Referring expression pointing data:
○ ○ ○ ○ ○

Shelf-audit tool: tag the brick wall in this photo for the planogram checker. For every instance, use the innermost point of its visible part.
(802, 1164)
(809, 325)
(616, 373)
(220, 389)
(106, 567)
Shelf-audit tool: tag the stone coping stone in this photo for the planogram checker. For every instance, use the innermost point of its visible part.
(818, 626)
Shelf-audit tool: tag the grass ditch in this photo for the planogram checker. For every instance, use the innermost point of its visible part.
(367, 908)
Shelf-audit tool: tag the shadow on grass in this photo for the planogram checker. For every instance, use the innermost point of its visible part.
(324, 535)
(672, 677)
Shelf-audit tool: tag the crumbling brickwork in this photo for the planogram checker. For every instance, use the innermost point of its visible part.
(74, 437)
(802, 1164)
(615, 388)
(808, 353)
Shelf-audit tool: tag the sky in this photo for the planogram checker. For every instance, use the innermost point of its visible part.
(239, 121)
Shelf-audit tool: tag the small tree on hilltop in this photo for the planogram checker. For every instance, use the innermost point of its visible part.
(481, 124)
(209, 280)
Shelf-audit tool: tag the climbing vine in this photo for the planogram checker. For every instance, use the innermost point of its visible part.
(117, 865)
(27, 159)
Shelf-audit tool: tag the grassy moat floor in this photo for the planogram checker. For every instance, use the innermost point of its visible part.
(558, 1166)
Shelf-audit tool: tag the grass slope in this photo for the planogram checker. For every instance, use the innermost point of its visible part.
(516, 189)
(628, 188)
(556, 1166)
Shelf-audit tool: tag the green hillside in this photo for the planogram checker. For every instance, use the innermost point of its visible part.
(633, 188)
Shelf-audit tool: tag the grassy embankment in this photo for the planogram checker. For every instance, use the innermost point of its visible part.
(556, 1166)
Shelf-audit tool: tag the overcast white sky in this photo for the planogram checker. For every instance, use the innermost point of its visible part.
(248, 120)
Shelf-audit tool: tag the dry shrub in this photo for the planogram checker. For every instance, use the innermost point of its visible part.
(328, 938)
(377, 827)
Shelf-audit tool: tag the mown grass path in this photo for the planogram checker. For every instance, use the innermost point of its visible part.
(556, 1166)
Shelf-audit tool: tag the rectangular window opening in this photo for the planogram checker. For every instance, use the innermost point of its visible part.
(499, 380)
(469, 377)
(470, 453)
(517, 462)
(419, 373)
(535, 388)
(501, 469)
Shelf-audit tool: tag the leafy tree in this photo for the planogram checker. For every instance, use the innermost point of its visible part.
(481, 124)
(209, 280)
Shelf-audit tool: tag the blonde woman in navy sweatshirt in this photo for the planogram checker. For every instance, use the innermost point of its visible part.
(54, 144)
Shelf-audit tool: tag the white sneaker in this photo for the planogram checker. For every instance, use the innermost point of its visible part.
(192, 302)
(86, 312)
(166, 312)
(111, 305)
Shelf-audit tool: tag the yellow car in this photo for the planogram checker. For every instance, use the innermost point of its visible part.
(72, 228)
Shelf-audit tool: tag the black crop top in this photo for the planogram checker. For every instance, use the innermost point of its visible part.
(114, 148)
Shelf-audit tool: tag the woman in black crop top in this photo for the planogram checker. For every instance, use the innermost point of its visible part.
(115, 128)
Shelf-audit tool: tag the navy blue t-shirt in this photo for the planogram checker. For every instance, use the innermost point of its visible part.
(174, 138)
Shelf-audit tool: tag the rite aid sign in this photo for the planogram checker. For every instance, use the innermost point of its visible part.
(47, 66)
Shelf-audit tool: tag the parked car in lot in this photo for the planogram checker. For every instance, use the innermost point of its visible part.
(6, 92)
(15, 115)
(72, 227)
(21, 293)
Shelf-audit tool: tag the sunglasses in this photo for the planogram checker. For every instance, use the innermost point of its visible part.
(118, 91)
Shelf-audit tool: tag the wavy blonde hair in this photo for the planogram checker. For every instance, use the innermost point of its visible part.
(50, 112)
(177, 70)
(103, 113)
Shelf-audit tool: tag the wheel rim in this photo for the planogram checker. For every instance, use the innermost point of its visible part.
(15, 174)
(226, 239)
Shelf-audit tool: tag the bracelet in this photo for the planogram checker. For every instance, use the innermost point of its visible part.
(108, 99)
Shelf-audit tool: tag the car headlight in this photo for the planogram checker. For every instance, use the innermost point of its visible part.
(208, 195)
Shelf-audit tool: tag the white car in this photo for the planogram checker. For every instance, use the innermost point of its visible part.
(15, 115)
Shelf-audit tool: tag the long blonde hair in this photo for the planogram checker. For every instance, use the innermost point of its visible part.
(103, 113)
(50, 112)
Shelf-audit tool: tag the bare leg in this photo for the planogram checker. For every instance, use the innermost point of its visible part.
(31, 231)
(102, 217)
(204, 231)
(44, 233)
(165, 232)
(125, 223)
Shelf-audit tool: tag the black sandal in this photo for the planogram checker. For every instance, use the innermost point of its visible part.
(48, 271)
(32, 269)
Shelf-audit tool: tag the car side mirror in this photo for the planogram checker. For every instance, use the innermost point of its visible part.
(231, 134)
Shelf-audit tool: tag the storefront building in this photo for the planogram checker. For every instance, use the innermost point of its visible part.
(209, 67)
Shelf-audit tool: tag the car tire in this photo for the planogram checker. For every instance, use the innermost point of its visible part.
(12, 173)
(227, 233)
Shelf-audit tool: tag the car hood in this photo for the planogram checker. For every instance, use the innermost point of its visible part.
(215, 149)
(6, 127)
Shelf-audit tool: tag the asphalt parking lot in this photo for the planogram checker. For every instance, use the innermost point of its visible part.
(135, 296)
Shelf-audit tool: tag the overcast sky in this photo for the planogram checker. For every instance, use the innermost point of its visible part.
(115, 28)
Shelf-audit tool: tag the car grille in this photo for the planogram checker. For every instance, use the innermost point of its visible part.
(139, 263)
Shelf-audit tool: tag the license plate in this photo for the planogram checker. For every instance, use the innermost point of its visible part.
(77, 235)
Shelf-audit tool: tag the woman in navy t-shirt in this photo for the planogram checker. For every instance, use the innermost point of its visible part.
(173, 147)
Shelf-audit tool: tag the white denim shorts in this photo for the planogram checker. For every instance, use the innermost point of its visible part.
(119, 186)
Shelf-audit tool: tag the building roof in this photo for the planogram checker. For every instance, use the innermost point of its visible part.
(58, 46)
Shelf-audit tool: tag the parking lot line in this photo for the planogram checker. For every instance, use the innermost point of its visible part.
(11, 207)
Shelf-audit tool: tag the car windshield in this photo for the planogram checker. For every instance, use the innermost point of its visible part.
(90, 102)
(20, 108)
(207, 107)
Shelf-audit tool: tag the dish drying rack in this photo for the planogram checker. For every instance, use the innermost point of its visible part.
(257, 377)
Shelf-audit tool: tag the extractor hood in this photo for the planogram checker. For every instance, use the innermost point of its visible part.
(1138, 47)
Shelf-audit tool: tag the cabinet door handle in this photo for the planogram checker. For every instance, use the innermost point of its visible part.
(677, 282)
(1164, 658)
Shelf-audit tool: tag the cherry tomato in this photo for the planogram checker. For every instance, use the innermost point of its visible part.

○ ○ ○ ○ ○

What is needed:
Output each entry exactly. Leave none out.

Reply:
Shelf-audit tool: tag the brick wall in this photo for the planogram checker. For every instance, use the innermost point of its visible part.
(802, 1164)
(809, 325)
(616, 373)
(220, 389)
(106, 567)
Shelf-audit tool: tag the stone coping stone in this photo for the planogram checker. For every instance, use the innermost point of its visible part.
(818, 626)
Shelf-audit tool: tag the grass ditch in this photo for the planogram checker. For every instance, use the innermost point of its visible part.
(367, 908)
Shelf-audit tool: tag the shadow on grass in this photo for the planogram checker. For every instance, use the innermost point of its visible part.
(324, 535)
(672, 677)
Shelf-audit tool: tag the crumbling brickwork in this photo for the planogram checker. For every instance, use the innermost point of its visible part.
(74, 437)
(802, 1164)
(615, 388)
(808, 353)
Shelf-audit tool: tag the sky in this photo for the planogram checker. For every instance, use the innermost point of its visible part.
(239, 121)
Shelf-audit tool: tag the small tree on hilltop in this photo for the planogram checker. For every instance, use the innermost point of its visible part.
(481, 124)
(209, 280)
Shelf-audit tool: tag the climbing vine in this photo for the planogram checker. For every instance, use the innermost point of its visible part.
(117, 865)
(27, 159)
Shelf-audit tool: tag the grassy moat floor in this photo for the planogram checker. For every instance, use the innermost point of its visible part.
(558, 1166)
Shelf-audit tool: tag the grass slope in this photo for the planogram checker. For every instance, use the innermost point of its visible part.
(516, 189)
(628, 188)
(556, 1166)
Shelf-audit tool: tag the green hillside in this photo for the planogram checker. For every instance, use the innermost point of its visible part.
(633, 188)
Shelf-audit tool: tag the grassy embankment in this photo for the planogram checker. For every instance, use the innermost point of its visible part.
(556, 1166)
Shelf-audit tool: tag the overcast white sky in this photo for the planogram checker. For every instance, use the innermost point of its visible part.
(248, 120)
Shelf-audit tool: tag the dry shrub in this photo for the planogram checker. For every instance, use the innermost point of its visible part.
(328, 938)
(377, 827)
Shelf-audit tool: tag the mown grass path in this photo for the planogram checker. For every instance, use the innermost point of its visible part.
(556, 1166)
Shelf-audit tool: tag the rectangular window opening in this photo for the planogram checker. For every instance, use the innermost point of its visible part.
(499, 380)
(469, 377)
(470, 453)
(517, 462)
(419, 373)
(535, 388)
(501, 469)
Shelf-audit tool: tag the leafy tree in this photo for the planogram checker. For every instance, use the innermost point of its visible part.
(481, 124)
(209, 280)
Shelf-audit tool: tag the blonde woman in navy sweatshirt in this photo for the planogram checker. For every instance, use the innermost point of its visible part.
(54, 144)
Shelf-audit tool: tag the white sneaker in this photo for the planogram checker. For every instance, use the innermost point of its visible part.
(192, 302)
(86, 312)
(166, 312)
(111, 305)
Shelf-audit tool: tag the yellow car in this photo for the planogram checker. For every instance, use the innermost point of its visible part.
(72, 228)
Shelf-audit tool: tag the black crop top in this photo for the planogram checker. For every instance, use the innermost point of its visible part.
(114, 148)
Shelf-audit tool: tag the woman in black crop top in this photo for the planogram checker. For every instance, use the innermost point of its visible part.
(115, 128)
Shelf-audit tool: tag the navy blue t-shirt in this photo for the planogram checker. For every instance, use the innermost point of its visible part.
(174, 138)
Shelf-audit tool: tag the rite aid sign in this photo for the planogram checker. For every instance, use the innermost point of its visible part.
(47, 66)
Shelf-audit tool: tag the parked car in lot in this photo for the planogram checker. For every instance, use the innermost point of its visible part.
(6, 92)
(15, 115)
(72, 227)
(21, 293)
Shelf-audit tool: tag the sunglasses in this photo for the planogram checker. For every instance, use the innermost point of its visible part.
(118, 91)
Shelf-audit tool: tag the wavy blonde hair in this photo for the planogram checker. For every instance, use the innermost point of its visible part.
(50, 112)
(177, 70)
(103, 113)
Shelf-audit tool: tag the wheel rim in this photo for the planogram checker. For every instance, use the innermost point of its visible part.
(15, 174)
(226, 239)
Shelf-audit tool: tag the bracelet in this photo for the planogram checker. For every instance, use the innermost point of its visible part.
(108, 99)
Shelf-audit tool: tag the car headlight in this photo for the planogram checker. For every instance, use the innermost point of its visible part.
(208, 195)
Shelf-audit tool: tag the white car in this photo for the planogram checker. For every instance, use the innermost point of its visible part.
(15, 115)
Shelf-audit tool: tag the long blonde hair in this photo for the planogram checker. For every instance, use the innermost point of its visible part.
(103, 113)
(50, 112)
Shelf-audit tool: tag the bare leg in this photo for the planogram checker. For every instance, use the innermost point of its visible part.
(31, 231)
(102, 217)
(204, 231)
(44, 233)
(165, 232)
(125, 223)
Shelf-audit tool: tag the black sandal in this photo for the planogram checker. For every instance, use the innermost point of its visible part.
(48, 271)
(32, 269)
Shelf-audit tool: tag the car side mirror in this photo for the planogram checker. For every instance, use the innermost point of its visible part.
(231, 134)
Shelf-audit tool: tag the storefront building in this photo for the planogram checker. For every instance, use the innermost point of its visible part.
(209, 67)
Shelf-audit tool: tag the car tire in this photo for the planogram checker. For every instance, use the innermost point of its visible part.
(12, 173)
(227, 233)
Shelf-audit tool: tag the car hood in this photo for the planogram checker. For every instance, use the innermost point of its visible part.
(215, 149)
(6, 127)
Shelf-audit tool: tag the asphalt parking lot in this photo for the planogram checker. For every instance, use the innermost point of its visible part.
(135, 296)
Shelf-audit tool: tag the overcast sky in this photo for the planogram checker. For every instance, use the innermost point of its visible part.
(115, 28)
Shelf-audit tool: tag the car grille in this photo for the planogram checker. For every instance, use the innermost point of its visible part.
(139, 263)
Shelf-audit tool: tag the license plate in this photo for the planogram checker. For every instance, use the innermost point of its visible part.
(77, 235)
Shelf-audit tool: tag the woman in navy t-shirt in this photo for the planogram checker. For every instance, use the innermost point of its visible part.
(173, 147)
Shelf-audit tool: tag the white denim shorts in this photo for the planogram checker. For every instance, use the innermost point of its visible part.
(119, 186)
Shelf-audit tool: tag the building roof in this photo for the planogram checker. For every instance, use the innermost point of its visible part.
(58, 46)
Shelf-audit tool: tag the parking lot line in this photo for the planogram checker. For every instance, use the innermost point of its visible part.
(11, 207)
Shelf-audit tool: tag the car windshield in this photo for the planogram checker. For every instance, use the innermost point of its visible part.
(90, 102)
(20, 108)
(207, 107)
Shelf-audit tool: tag the dish drying rack in this photo for the planogram checker. For every instance, use the innermost point of its visible part.
(257, 377)
Shelf-audit tool: tag the extractor hood in this photo for the planogram checker. For every instance, use the innermost point of its visible part.
(1138, 47)
Shelf-audit tool: tag the cabinet door handle in this photo for the planogram checker. For every instance, use the innermost point of its visible part.
(677, 282)
(1164, 658)
Shelf-audit tool: tag the cherry tomato in this photo for the planogram checker. For every instance, use the innermost point of its visible part.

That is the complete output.